Bangladesh is paving the way for its entrance into the BRI and China is interested in consolidating its presence in South Asia, since for China control of this region means dominating all of Asia. However, to be admitted into the BRI, Bangladesh is required to improve its financial system, reduce corruption and settle its political environment.
The advantages Bangladesh may have from its entrance into the BRI are:
- Transit fees
- Economic aid, investments and loans
- Infrastructural modernisation
- Economic complementarity
- Regional energetic cooperation.
- Bangladesh-India relations in Modi’s era
Since Sheikh Hasina and Narendra Modi took power in their respective countries, bilateral relations have begun to flourish.
The first meeting between the two leaders, in 2015, produced unexpected results. On that occasion the ratification of the Land Boundary Agreement (LBA) was welcomed as a historic event and the beginning of a new phase in Bangladesh-India relations, considering that border demarcations had been unresolved since 1947. India and Bangladesh exchanged 162 enclaves distributed along the borders.  Previous attempts to resolve the problem had collapsed, due to the complex bilateral relations between India and those nations which, like India, were ultimately spawned by the end of the British colonial empire in South Asia. In spite of India’s remarkable support towards Bangladesh’s independence, several long pending questions regarding border security, land, water and illegal migration remain unresolved.
In India, the ratification of any territorial settlement involving Pakistan (and Bangladesh as formerly part of Pakistan) requires a constitutional amendment to be passed in both chambers of parliament, unlike Bangladesh, where a similar impediment does not exist. Previous attempts to amend the Indian constitution in view of a territorial agreement, in 1958 and 1974, faced opposition in parliament, besides the opposition of the Indian states of Assam and West Bengal, and failed. Nowadays, good relations with its eastern neighbour are vital for India, given the critical relations with Pakistan, and China’s increasing influence along the east and west wings of South Asia and in Afghanistan.
Modi was able to capitalise on the perspective of economic advantages arising from a climate of regional cooperation. The key of his success was the involvement of Assam and West Bengal in the border negotiations. However, if the LBA was reached in 2015, little progress was made in resolving the other huge pending issue, the Teesta river question.
Sheikh Hasina visited India, for the first time in seven years, from 7 to 10 April 2017. She was given a warm reception by Prime Minister Narendra Modi.

__________________________________________________

**Exercise tasks**.
- 1) Repeat the passage on Bangladesh's relations with China and India between "Sheikh Hasina visited" and "Minister Narendra Modi.", inclusive.
- 2) Locate each line of the records that contains the word "ocean", matching case exactly, and copy every such line.
The records that follow the text have no connection to it.

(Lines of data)
__________________________________________________

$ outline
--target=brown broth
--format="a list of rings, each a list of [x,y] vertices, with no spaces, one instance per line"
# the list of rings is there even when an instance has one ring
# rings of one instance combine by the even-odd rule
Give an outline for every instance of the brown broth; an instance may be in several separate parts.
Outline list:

__________________________________________________

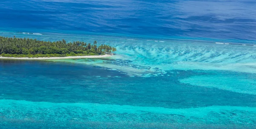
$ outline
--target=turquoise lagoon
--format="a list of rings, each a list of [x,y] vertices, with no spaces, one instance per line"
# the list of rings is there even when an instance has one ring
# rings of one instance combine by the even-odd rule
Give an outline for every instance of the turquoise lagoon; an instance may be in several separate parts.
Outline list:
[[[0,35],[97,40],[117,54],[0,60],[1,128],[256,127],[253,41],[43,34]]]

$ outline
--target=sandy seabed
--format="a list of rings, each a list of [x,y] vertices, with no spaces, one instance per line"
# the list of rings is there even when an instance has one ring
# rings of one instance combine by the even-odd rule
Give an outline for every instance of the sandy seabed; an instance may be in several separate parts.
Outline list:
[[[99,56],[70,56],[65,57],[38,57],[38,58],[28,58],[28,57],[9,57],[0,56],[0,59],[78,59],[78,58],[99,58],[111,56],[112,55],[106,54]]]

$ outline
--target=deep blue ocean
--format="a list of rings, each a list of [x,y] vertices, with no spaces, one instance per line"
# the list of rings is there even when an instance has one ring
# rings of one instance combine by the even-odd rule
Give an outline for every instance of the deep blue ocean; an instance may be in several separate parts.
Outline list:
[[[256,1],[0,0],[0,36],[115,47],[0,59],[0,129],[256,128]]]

__________________________________________________

**Answers to the exercise**.
- 1)
Sheikh Hasina visited India, for the first time in seven years, from 7 to 10 April 2017. She was given a warm reception by Prime Minister Narendra Modi.

- 2)
--target=deep blue ocean
Give an outline for every instance of the deep blue ocean; an instance may be in several separate parts.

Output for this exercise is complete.